:: DOCUMENT PASSAGE ::
--------
Added Fiber

Breakfast time, which means I’m eating my fiber fortified Kellog’s FiberPlus Berry Yogurt Crunch (and, oh, how I do love it).  Ever since I went on Weight Watchers, though, I always mix in a 1/2 cup of Kashi Go Lean with whatever cereal I eat for extra fiber plus a good dose of protein (now, that’s the stuff for fending off hunger).  If you do much grocery shopping at all, you’ve surely noticed the huge trend towards fiber added foods.  NPR recently ran an interesting, though somewhat problematic, story on the topic.  First, the part I found really quite fascinating:

“We’re looking for elements within things,” says John Swartzberg, a professor of public health at University of California, Berkeley. “Almost a mystical kind of thinking.”

He says that our love affair with food additives — fiber, for example — can be traced back to a single moment in history: British navy, 1747. “They realized that when the sailors were eating citrus fruits, they didn’t get this terrible disease calledscurvy,” he says.

That launched the idea that specific, isolated ingredients in foods could prevent — sometimes even cure — diseases. And often, they could. Vitamin D prevented rickets. Iodine preventedgoiters.
--------
:: THINGS TO DO ::
1. In the post on added fiber, what position does John Swartzberg hold?
2. Rewrite the added fiber post's paragraph beginning "Breakfast time, which means" as a short bulleted list that keeps its main facts.
--------
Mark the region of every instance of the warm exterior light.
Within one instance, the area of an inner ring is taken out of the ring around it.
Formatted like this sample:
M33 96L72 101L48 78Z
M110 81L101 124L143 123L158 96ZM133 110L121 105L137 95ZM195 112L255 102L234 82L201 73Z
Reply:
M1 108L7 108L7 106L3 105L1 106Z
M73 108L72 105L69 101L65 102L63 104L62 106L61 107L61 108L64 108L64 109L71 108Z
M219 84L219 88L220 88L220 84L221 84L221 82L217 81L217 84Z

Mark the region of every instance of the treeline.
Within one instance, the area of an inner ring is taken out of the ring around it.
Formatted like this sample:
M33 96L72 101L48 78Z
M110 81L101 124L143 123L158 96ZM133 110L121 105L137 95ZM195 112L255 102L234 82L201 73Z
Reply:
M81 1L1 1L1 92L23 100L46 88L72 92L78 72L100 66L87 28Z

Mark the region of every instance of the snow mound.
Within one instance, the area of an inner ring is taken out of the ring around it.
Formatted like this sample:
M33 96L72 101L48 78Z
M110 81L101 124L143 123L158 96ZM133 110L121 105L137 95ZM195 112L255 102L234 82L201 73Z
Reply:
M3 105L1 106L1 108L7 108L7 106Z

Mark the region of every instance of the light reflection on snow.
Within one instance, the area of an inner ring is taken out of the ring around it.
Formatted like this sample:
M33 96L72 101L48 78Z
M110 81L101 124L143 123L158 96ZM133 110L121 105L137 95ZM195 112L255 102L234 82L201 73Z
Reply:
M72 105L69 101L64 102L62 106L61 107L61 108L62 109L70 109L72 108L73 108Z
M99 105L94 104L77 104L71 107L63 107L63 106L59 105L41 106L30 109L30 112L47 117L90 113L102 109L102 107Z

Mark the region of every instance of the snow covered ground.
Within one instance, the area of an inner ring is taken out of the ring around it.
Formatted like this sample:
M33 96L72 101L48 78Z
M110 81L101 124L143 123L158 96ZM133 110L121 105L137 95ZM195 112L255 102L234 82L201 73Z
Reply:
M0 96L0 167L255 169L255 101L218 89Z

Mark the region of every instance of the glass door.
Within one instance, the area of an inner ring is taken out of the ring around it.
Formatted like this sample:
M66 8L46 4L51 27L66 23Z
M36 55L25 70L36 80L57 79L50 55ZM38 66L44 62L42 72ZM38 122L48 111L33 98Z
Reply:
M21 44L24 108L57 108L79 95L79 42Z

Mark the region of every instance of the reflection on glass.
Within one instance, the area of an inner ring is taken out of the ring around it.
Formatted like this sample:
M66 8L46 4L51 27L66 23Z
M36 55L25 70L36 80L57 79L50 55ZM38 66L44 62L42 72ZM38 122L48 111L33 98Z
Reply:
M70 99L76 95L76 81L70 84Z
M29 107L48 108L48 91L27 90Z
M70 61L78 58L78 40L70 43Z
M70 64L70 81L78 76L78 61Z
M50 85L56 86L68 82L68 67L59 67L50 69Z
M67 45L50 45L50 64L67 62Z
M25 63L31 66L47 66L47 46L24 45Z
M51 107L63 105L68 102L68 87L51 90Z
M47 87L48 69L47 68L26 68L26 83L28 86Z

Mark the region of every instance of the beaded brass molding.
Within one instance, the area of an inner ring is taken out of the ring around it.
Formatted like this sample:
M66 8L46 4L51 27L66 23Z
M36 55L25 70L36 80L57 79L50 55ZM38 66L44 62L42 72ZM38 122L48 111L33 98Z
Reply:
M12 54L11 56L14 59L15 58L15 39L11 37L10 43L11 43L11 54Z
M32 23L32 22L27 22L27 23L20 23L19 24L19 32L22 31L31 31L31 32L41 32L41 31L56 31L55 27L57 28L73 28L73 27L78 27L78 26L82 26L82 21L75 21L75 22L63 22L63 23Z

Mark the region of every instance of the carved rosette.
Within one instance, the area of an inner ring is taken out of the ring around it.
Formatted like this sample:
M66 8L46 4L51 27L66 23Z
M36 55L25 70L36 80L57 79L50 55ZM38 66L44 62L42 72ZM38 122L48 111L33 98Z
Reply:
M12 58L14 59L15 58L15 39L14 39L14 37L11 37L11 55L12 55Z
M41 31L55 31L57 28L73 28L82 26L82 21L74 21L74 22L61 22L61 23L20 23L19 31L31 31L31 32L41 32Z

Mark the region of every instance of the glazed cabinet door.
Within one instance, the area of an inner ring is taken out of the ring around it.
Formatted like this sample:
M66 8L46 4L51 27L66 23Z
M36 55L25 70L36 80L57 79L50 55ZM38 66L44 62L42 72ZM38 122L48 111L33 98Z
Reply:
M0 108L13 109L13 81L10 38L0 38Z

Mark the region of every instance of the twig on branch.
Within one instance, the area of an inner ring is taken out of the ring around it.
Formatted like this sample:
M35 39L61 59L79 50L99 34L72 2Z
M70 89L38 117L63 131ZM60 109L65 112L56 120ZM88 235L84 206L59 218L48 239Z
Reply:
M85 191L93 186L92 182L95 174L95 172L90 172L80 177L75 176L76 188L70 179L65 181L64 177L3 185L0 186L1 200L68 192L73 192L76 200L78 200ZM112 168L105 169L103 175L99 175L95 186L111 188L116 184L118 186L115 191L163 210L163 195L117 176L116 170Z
--------
:: RESPONSES ::
1. He is a professor of public health at University of California, Berkeley.

2.
- Breakfast is Kellog's FiberPlus Berry Yogurt Crunch, a fiber-fortified cereal the writer loves.
- Since starting Weight Watchers, the writer mixes 1/2 cup of Kashi Go Lean into any cereal for extra fiber and protein, which help fend off hunger.
- Grocery shoppers will have noticed a big trend toward foods with added fiber.
- NPR recently ran an interesting but somewhat problematic story on the topic.